→ **Data for processing**:
-=-=-=-=-

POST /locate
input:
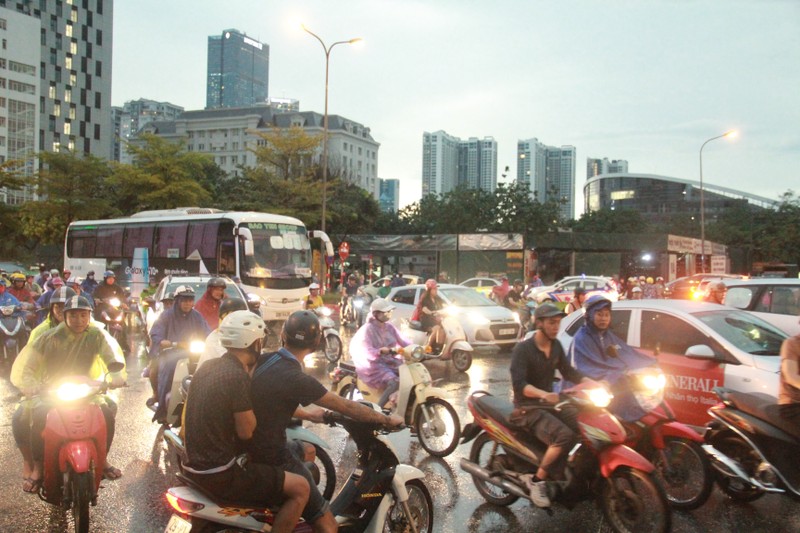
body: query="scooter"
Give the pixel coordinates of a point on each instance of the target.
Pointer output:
(600, 467)
(13, 333)
(419, 403)
(75, 446)
(753, 449)
(456, 347)
(380, 495)
(331, 341)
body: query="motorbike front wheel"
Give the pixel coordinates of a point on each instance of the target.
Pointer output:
(462, 360)
(440, 433)
(685, 473)
(484, 455)
(420, 506)
(81, 489)
(633, 503)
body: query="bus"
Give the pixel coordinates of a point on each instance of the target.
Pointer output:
(271, 254)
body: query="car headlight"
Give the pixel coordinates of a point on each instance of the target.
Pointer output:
(69, 392)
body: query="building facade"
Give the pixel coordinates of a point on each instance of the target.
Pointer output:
(238, 71)
(134, 115)
(449, 162)
(595, 167)
(549, 173)
(389, 196)
(20, 58)
(75, 41)
(229, 136)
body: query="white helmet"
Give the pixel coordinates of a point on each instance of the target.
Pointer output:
(381, 304)
(241, 329)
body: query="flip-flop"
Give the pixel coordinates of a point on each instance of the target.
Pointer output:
(112, 473)
(31, 485)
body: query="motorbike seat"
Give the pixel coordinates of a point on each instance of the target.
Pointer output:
(764, 407)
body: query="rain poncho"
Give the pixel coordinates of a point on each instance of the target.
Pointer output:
(374, 368)
(601, 355)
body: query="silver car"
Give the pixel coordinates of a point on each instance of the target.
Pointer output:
(485, 323)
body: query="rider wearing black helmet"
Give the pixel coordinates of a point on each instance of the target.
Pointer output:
(208, 304)
(278, 387)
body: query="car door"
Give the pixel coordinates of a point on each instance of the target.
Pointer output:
(690, 381)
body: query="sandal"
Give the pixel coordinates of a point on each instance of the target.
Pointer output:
(112, 473)
(31, 485)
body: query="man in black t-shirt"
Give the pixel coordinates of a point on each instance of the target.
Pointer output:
(278, 387)
(533, 366)
(219, 414)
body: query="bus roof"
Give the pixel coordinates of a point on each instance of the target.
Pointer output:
(192, 213)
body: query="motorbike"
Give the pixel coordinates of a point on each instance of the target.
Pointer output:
(752, 448)
(13, 333)
(600, 467)
(380, 495)
(331, 341)
(456, 347)
(75, 446)
(418, 402)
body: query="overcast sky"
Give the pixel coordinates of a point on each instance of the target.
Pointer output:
(643, 80)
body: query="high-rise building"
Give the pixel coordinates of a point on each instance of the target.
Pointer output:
(20, 59)
(448, 162)
(595, 167)
(389, 198)
(74, 72)
(135, 114)
(549, 173)
(238, 71)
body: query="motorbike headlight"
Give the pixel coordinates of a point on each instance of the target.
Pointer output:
(197, 347)
(600, 396)
(69, 392)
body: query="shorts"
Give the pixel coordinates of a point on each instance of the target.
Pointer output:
(253, 484)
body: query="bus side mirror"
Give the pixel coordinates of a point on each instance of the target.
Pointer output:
(247, 235)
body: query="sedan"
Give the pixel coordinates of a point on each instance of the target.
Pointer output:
(699, 346)
(485, 323)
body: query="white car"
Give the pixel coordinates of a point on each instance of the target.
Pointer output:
(485, 323)
(699, 346)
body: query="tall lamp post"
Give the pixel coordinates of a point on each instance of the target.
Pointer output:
(327, 50)
(729, 133)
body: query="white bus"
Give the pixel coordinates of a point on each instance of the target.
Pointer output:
(271, 254)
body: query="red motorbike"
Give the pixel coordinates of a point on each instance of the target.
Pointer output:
(75, 446)
(600, 467)
(682, 467)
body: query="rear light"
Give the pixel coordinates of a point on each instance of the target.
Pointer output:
(183, 506)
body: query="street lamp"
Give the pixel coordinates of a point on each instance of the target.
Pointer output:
(327, 50)
(729, 133)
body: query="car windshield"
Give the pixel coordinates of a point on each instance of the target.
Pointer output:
(465, 297)
(745, 331)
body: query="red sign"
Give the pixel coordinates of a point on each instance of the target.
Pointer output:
(344, 251)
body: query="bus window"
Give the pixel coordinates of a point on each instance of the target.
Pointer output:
(170, 240)
(109, 242)
(82, 242)
(137, 237)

-=-=-=-=-

An exact, picture-free copy of the entries is required.

POST /locate
input:
body: query="scooter"
Give the pixel coordinates of a point on each instance of the target.
Pointer output:
(600, 467)
(13, 333)
(419, 403)
(75, 446)
(753, 449)
(456, 347)
(380, 495)
(331, 341)
body: query="motorbike front wheel"
Give the pixel coordinates of a point on each instance of the target.
Pointer output:
(462, 360)
(440, 433)
(685, 473)
(484, 455)
(420, 506)
(81, 489)
(633, 503)
body: query="bus"
Give the pixel coordinates of a point on each instance of the target.
Pointer output:
(271, 254)
body: query="car headlight"
Give the pixel coordinates of a point on each instance of the target.
Pointer output:
(69, 392)
body: query="building facade"
Give the pixel coordinates of a point on each instance of the target.
Pointer output:
(238, 71)
(134, 115)
(449, 162)
(595, 167)
(549, 173)
(389, 196)
(20, 58)
(75, 41)
(229, 136)
body: query="white helmet"
Give the pixel coordinates of a point on each instance of the target.
Pointer output:
(381, 304)
(241, 329)
body: query="flip-flop"
Give the pixel coordinates of a point on each instance of the target.
Pointer output:
(112, 473)
(31, 485)
body: query="motorbike seat"
Give the pixel coordinates of a point on each instance of the target.
Pointer output:
(764, 407)
body: query="rain poncho"
Give the pixel coordinates of a point on each instance of the target.
Pointer output:
(374, 368)
(601, 355)
body: query="silver car"
Give the pixel coordinates of a point on each instance of the target.
Pointer output:
(485, 323)
body: query="rider wearing black helmet"
Give the pixel coordinates of a point on each instance of the target.
Pointer output:
(208, 304)
(278, 387)
body: query="car door"
Give the pixel coordinates of a point on each instance of the target.
Pointer output:
(690, 381)
body: query="sandal"
Give the pixel coordinates of a point on each instance of the target.
Pointer output:
(112, 473)
(31, 485)
body: query="man in black t-shirt"
Give the pixel coordinates of a point on each instance of the target.
Pointer output:
(278, 387)
(533, 366)
(219, 414)
body: query="bus roof"
Give the pixel coordinates of a point on each instance of the target.
Pointer output:
(192, 213)
body: query="motorbike"
Give the pixel coordinates of a point on each instance of the target.
Pointer output:
(752, 448)
(13, 333)
(600, 467)
(380, 495)
(331, 341)
(456, 347)
(75, 446)
(418, 402)
body: query="overcast sky"
Give the pixel coordinates of a point on each instance of the target.
Pointer output:
(643, 80)
body: query="high-rise building"
Give the pixel coordinates of a point on each instance of the target.
Pointer output:
(20, 59)
(448, 162)
(595, 167)
(389, 198)
(74, 72)
(135, 114)
(549, 173)
(238, 71)
body: query="motorbike headlight"
Give the pixel coordinates of a point on each instance of the target.
Pointer output:
(197, 347)
(600, 396)
(69, 392)
body: query="shorts"
Give the pixel coordinates of a point on each instance of the target.
Pointer output:
(253, 484)
body: query="bus side mirror"
Give the pixel coordinates of a point on each instance of the target.
Pointer output:
(247, 235)
body: query="sedan"
Give the pixel coordinates of a point on each instance of the target.
Pointer output:
(699, 346)
(485, 323)
body: query="white car"
Give the pixel coordinates of a point on each instance of the target.
Pointer output:
(485, 323)
(699, 346)
body: query="tall lamp post"
Give the pixel coordinates of a point on each instance of the target.
Pointer output:
(327, 50)
(729, 133)
body: query="white bus"
Give the pixel coordinates of a point on each instance of the target.
Pointer output:
(271, 254)
body: query="red motorbike"
Give the pixel coordinates of a point on each instance of the target.
Pointer output:
(75, 446)
(600, 467)
(682, 467)
body: query="rear light"
Give the pixel coordinates of a point on each instance of the target.
Pointer output:
(183, 506)
body: query="street lamp"
Give the pixel coordinates of a point on each instance of the target.
Pointer output:
(327, 50)
(729, 133)
body: query="car windshield"
Give the pixel coordinates of a point on each instance of the target.
Pointer output:
(465, 297)
(745, 331)
body: query="red sign"
Give the pixel coordinates of a point on each instance of the target.
Pointer output:
(344, 251)
body: query="bus window"
Give the pixel coordinates of a point on each instance of the target.
Pointer output:
(170, 240)
(109, 242)
(82, 242)
(137, 237)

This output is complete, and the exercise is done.